>> START Text section
Still a Limited Variety of Chilean Wines outside of Chile
Go to any wine store and you will see the same wines on the shelf again and again. Seven major producers in Chile control the vast majority of Chilean wine in the US market. This small handful, namely: Concha y Toro, San Pedro, Montes, Emiliana, Veramonte, Lapostolle and Santa Rita account for over 55% of the Chilean wine. Just one of these wineries, Concha y Toro, controls a third of the market. Unfortunately, it means that tasting the unique expressions of Chilean wine can be quite difficult.
This concentration of influence exerts large control over everything in the Chilean wine industry; from grape prices, to popular varieties, to how the story of Chilean wine is viewed in countries across the world.
>> END Text section
>> START Dataset rows
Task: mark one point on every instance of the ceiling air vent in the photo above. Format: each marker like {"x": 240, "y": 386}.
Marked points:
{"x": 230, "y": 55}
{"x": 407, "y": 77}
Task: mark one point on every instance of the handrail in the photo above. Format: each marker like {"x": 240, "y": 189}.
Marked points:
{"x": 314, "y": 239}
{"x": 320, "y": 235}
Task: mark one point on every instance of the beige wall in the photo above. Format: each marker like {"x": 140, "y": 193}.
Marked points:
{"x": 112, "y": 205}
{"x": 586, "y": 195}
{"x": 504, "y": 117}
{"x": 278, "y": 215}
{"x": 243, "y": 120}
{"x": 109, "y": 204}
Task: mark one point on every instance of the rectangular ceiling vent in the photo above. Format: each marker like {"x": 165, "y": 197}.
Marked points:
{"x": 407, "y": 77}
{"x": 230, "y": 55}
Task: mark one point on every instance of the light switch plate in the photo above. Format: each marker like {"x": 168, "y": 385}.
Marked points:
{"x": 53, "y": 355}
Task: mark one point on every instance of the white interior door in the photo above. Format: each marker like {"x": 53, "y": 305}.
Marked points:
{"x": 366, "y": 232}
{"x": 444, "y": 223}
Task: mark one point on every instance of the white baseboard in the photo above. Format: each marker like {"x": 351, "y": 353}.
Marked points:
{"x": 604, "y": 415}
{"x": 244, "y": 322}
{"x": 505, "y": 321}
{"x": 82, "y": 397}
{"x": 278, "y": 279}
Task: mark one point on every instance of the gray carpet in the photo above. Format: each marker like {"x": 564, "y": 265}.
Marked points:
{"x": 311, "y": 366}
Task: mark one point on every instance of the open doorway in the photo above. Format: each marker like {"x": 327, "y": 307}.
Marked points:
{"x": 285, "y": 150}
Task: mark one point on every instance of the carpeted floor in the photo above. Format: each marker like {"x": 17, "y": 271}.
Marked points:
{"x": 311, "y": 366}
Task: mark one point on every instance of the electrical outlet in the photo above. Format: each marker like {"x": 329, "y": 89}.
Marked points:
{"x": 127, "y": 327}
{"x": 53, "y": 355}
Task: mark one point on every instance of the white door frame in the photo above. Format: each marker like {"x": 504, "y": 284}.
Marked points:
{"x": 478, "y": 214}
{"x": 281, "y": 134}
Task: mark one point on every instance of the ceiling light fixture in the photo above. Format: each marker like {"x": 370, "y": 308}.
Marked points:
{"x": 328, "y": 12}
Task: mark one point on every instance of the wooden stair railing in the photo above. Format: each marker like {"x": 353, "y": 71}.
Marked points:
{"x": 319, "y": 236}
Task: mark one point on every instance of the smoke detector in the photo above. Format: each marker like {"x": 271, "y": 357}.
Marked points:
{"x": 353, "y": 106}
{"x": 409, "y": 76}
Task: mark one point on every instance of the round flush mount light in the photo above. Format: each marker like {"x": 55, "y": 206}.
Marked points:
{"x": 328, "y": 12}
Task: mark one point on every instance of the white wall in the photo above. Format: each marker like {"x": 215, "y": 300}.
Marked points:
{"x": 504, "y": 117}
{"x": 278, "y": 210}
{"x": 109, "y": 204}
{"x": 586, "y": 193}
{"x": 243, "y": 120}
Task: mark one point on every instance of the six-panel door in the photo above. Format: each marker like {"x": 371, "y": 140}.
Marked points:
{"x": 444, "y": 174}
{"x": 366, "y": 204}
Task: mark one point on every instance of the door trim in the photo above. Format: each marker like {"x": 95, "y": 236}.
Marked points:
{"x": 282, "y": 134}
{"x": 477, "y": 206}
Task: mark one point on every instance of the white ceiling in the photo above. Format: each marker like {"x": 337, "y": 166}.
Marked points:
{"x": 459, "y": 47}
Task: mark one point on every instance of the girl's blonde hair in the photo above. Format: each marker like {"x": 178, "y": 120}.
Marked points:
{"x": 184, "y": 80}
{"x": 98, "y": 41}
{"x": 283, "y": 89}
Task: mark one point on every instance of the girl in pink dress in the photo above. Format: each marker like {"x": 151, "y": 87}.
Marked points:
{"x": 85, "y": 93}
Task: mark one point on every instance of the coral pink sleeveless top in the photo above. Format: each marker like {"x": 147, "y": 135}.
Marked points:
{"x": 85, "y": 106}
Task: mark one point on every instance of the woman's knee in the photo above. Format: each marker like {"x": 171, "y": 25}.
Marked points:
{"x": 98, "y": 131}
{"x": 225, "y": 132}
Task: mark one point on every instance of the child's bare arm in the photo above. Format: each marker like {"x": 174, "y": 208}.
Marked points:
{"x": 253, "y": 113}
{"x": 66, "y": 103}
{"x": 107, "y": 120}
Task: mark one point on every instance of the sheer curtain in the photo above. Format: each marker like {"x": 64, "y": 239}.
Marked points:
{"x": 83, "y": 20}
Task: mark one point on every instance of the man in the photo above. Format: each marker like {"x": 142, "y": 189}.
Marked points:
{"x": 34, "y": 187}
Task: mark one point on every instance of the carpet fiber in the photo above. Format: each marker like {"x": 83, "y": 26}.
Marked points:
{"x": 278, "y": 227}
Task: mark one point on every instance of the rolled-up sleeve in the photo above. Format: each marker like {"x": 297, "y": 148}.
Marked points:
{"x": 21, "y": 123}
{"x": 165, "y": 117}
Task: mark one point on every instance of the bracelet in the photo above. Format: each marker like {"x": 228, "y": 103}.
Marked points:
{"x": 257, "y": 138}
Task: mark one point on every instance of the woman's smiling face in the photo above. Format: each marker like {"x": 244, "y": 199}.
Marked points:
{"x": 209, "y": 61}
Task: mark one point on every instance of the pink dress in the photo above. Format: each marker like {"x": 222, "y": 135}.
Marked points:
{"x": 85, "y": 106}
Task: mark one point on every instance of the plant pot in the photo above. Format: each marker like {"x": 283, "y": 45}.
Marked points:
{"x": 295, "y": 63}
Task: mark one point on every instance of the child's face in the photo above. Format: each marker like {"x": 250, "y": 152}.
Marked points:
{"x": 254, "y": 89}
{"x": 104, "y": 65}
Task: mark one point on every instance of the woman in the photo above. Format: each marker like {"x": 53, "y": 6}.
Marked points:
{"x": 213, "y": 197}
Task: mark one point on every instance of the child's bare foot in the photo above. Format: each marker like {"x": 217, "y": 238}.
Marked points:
>> END Dataset rows
Exercise tasks:
1. In the passage on Chilean wines, how much of the market does Concha y Toro control?
2. Carry on the passage about Chilean wines from the point where it stops.

Task-by-task answers:
1. A third of the market.

2.
Fortunately, over the last 20 years, Chile has seen a massive diversification; wineries, both big and small, new wine regions and plantings of altogether new-to-Chile grapes. Chile is coming into its own despite the decades of impressions and characteristics against it. The story of the ‘Old Chile’ has been told, the time is ripe to tell the story of the ‘New Chile’, explore its wines and taste something altogether different. Blaze your own trail through Chile’s wine country and let us know what you find!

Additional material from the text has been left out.